_THE EXERCISE_
List each line of the records that contains the string "pole", matching case exactly.

_THE DATA_
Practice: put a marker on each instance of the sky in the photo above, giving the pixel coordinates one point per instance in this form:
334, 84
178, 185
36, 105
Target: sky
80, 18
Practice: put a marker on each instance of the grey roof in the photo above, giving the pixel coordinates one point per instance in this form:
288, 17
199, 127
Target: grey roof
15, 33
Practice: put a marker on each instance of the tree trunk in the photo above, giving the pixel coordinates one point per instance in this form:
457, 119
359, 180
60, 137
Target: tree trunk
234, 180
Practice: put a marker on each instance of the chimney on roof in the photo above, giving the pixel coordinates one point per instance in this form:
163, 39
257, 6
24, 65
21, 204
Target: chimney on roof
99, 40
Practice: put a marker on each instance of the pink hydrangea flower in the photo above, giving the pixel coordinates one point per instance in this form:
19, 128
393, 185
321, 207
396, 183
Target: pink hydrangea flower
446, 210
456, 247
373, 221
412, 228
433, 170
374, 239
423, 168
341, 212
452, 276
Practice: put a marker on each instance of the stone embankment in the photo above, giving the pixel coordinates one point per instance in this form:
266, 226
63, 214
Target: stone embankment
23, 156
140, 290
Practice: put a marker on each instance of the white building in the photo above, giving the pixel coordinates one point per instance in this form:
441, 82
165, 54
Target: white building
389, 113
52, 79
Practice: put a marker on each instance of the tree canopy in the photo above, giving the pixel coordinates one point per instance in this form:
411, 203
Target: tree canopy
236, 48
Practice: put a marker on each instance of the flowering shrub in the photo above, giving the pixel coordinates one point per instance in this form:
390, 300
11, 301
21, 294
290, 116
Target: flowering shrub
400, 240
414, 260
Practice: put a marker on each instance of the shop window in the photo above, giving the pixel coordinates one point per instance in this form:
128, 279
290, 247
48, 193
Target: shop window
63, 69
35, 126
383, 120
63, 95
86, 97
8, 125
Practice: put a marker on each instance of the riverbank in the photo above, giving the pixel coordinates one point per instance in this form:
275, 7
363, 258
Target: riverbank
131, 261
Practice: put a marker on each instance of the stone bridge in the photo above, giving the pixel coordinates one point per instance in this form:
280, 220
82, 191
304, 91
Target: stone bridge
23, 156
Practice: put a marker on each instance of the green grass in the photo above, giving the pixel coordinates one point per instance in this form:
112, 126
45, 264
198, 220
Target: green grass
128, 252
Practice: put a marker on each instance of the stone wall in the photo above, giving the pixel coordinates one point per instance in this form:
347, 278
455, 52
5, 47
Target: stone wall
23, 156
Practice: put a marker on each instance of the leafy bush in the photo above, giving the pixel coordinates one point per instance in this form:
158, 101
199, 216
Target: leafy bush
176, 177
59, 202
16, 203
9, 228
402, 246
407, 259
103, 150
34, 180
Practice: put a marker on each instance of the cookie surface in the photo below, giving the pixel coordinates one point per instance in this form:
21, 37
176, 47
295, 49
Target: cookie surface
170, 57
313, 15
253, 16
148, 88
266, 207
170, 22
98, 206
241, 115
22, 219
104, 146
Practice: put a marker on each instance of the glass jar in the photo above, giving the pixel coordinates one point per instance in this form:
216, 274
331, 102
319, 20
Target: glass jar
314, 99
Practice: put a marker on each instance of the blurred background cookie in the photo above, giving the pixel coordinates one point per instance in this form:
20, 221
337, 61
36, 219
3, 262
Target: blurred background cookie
* * *
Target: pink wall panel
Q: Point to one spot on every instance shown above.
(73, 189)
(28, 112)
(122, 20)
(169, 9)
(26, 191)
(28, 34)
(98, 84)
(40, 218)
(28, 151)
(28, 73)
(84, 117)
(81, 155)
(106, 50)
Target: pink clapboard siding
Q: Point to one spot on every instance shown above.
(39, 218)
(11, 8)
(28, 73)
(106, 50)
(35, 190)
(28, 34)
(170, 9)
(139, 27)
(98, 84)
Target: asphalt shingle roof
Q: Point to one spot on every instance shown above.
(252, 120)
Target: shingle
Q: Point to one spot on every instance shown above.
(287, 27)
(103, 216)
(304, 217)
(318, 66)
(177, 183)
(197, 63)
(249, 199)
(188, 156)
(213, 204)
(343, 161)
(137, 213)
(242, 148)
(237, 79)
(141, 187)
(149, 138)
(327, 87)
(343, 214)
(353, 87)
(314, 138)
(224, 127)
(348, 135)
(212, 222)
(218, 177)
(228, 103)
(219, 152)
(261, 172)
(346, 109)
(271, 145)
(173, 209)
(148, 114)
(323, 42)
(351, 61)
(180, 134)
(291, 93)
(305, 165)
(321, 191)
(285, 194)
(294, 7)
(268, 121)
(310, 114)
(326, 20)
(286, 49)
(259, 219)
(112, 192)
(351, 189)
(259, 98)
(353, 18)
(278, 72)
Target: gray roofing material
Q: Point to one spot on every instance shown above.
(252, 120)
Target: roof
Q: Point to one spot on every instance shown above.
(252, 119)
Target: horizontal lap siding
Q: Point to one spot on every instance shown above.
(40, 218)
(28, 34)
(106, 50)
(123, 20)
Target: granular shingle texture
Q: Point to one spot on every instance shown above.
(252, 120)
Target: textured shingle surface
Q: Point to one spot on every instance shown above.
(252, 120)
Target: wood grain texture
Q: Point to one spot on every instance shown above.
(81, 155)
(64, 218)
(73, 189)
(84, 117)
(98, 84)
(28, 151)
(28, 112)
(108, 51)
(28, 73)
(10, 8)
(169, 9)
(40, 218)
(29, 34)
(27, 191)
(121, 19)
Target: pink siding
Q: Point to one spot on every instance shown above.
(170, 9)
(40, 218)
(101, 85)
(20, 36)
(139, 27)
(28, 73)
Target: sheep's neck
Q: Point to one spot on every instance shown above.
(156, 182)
==
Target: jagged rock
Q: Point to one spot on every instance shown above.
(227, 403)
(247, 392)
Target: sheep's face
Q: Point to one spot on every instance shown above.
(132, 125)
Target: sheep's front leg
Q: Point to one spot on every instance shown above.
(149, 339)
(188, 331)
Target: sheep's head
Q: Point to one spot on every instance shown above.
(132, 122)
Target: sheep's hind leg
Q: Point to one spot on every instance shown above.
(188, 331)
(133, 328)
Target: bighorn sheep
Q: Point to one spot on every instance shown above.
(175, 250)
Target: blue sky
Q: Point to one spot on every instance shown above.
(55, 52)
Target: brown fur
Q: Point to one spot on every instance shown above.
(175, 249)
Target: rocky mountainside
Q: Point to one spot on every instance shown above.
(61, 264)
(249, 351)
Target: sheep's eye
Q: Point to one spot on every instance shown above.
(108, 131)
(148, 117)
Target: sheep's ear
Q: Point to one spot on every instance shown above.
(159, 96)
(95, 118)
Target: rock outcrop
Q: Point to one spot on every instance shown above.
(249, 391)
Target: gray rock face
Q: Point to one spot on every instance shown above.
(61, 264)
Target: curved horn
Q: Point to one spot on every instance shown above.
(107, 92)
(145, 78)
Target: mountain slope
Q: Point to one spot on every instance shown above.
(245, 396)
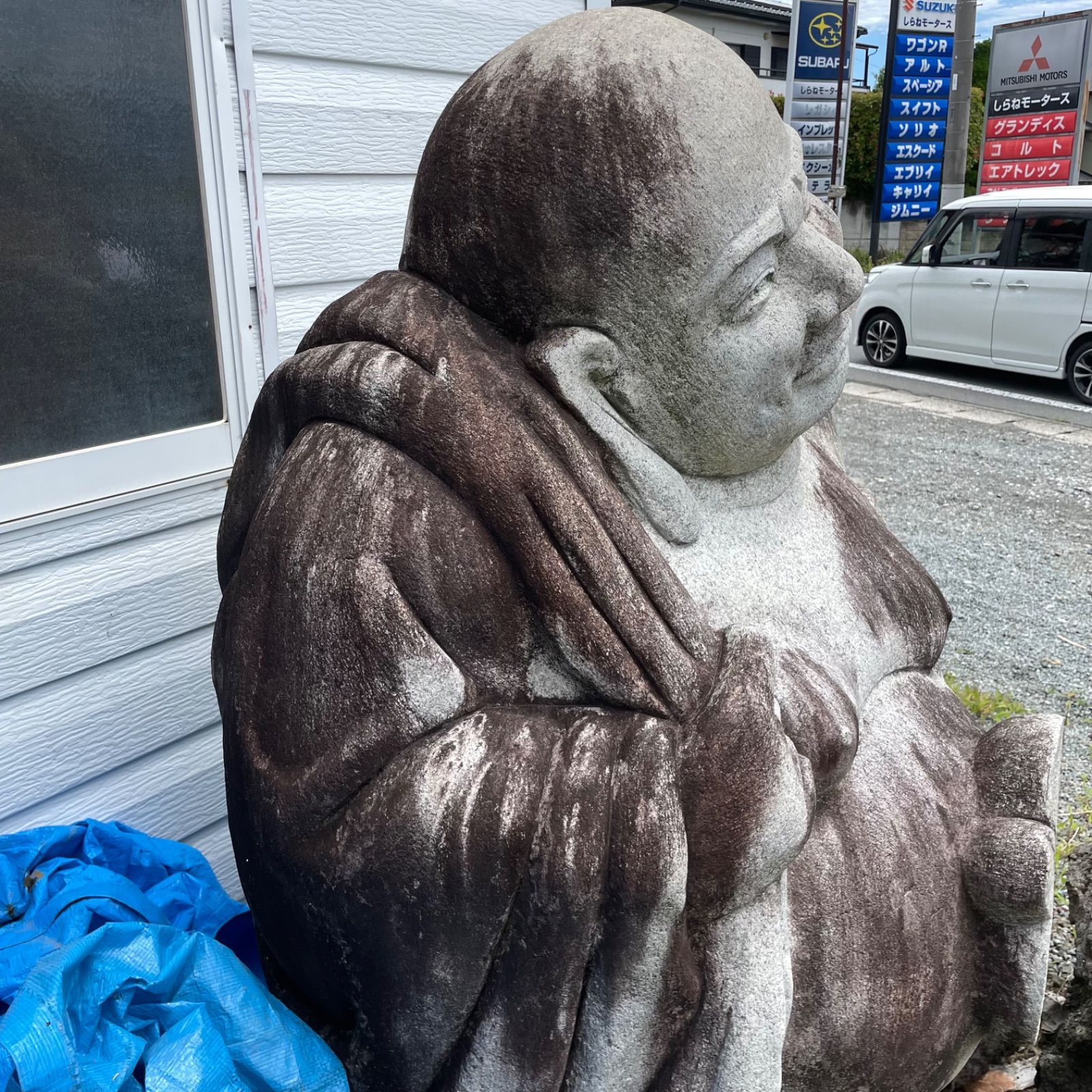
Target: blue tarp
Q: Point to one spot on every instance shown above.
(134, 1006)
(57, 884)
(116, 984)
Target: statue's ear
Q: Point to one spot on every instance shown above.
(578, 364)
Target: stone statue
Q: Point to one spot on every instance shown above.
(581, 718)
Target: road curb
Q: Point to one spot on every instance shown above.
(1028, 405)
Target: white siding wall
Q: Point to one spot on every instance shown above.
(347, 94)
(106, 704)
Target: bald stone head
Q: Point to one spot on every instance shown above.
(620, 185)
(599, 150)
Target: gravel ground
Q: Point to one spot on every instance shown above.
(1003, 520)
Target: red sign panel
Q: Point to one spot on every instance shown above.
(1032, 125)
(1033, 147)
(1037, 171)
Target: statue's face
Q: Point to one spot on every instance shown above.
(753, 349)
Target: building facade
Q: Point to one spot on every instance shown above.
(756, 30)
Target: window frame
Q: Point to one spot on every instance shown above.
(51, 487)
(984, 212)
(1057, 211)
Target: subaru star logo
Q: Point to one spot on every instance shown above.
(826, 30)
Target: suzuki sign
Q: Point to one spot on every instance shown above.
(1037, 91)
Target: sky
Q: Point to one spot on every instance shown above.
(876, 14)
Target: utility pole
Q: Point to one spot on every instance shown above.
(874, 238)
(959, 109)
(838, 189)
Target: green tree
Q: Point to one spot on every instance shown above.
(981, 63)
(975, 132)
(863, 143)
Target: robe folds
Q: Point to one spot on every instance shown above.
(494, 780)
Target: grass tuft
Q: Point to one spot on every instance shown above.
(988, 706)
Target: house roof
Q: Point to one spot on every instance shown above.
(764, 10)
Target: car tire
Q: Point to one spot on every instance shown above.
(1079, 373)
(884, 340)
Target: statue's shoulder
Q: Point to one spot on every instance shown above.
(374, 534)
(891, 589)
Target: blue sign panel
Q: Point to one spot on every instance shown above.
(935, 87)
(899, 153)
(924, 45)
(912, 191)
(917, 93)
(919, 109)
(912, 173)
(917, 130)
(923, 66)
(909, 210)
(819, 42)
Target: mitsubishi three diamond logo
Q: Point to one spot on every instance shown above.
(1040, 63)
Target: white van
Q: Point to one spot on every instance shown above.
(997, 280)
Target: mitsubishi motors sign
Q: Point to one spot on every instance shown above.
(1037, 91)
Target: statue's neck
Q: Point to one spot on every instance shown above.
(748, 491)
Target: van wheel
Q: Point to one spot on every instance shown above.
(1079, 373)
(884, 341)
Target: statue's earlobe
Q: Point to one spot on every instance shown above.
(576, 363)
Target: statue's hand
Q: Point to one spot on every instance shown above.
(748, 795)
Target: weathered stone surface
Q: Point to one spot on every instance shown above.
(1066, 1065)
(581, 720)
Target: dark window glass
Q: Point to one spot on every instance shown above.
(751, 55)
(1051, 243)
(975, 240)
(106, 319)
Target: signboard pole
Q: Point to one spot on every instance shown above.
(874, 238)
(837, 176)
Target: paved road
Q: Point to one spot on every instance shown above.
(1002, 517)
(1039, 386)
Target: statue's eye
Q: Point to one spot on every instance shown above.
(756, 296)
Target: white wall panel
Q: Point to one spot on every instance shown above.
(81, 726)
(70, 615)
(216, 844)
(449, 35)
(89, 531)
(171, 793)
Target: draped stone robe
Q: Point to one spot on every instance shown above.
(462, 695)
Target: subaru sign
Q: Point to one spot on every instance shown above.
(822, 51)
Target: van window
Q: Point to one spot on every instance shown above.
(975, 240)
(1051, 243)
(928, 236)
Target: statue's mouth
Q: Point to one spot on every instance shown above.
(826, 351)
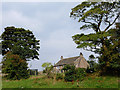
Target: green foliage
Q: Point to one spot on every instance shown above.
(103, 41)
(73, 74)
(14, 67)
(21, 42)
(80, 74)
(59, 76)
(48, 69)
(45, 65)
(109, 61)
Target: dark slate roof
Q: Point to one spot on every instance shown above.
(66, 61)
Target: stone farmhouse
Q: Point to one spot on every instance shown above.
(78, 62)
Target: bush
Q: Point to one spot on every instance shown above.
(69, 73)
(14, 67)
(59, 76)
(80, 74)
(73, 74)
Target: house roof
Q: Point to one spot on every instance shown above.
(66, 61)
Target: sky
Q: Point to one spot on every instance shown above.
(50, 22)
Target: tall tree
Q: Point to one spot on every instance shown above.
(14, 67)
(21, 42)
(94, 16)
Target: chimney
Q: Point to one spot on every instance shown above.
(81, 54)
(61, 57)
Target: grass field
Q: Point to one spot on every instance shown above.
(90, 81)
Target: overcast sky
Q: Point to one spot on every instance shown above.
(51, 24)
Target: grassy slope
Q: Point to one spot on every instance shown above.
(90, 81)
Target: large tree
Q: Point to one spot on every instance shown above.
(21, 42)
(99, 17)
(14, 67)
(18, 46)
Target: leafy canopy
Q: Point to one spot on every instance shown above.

_CORRECT RESULT_
Target: utility pole
Target: signboard pole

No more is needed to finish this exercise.